[Entries from a point annotation set]
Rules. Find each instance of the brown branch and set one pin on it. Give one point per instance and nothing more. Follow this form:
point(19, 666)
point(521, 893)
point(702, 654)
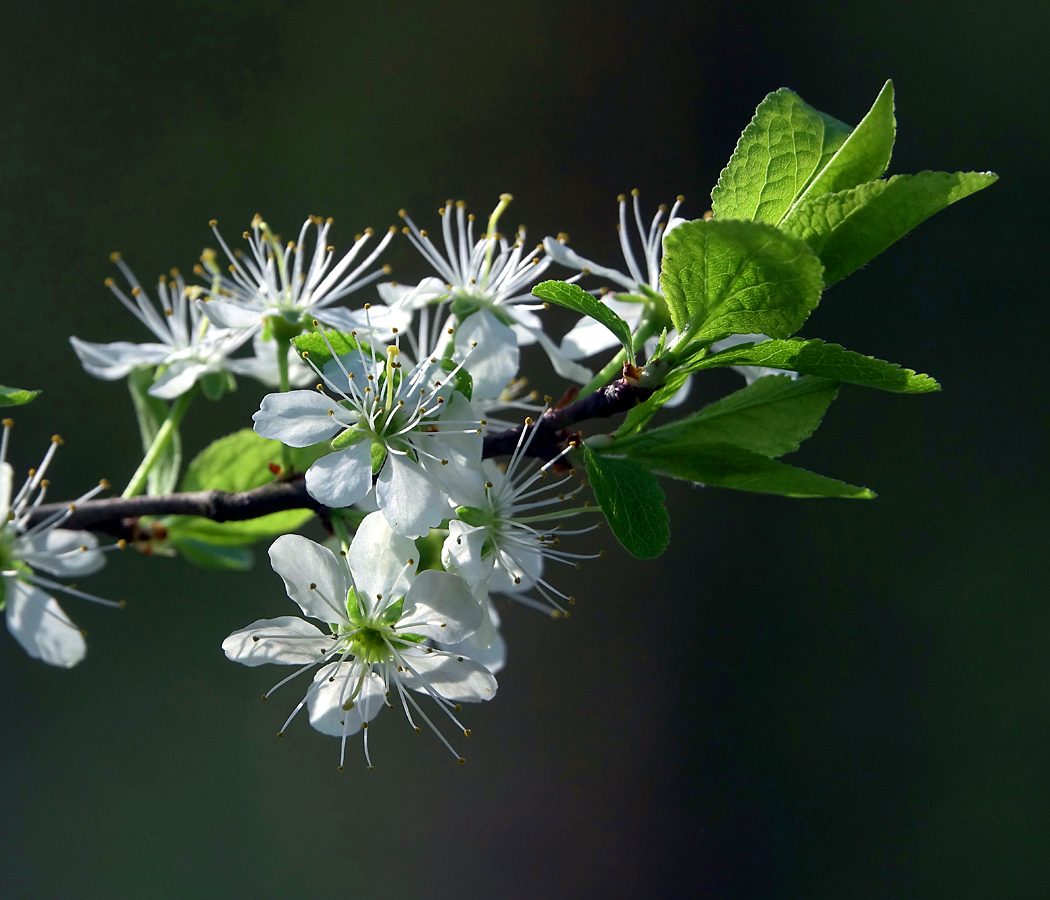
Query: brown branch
point(118, 516)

» **PROBLEM DETAILS**
Reproduce the items above word for word, omitting the pictures.

» **TASK RESPONSE**
Rules. Find each instance of the brown branch and set one pin on it. Give one point per instance and nothing more. Follow this form:
point(19, 666)
point(521, 893)
point(702, 654)
Query: brown branch
point(118, 516)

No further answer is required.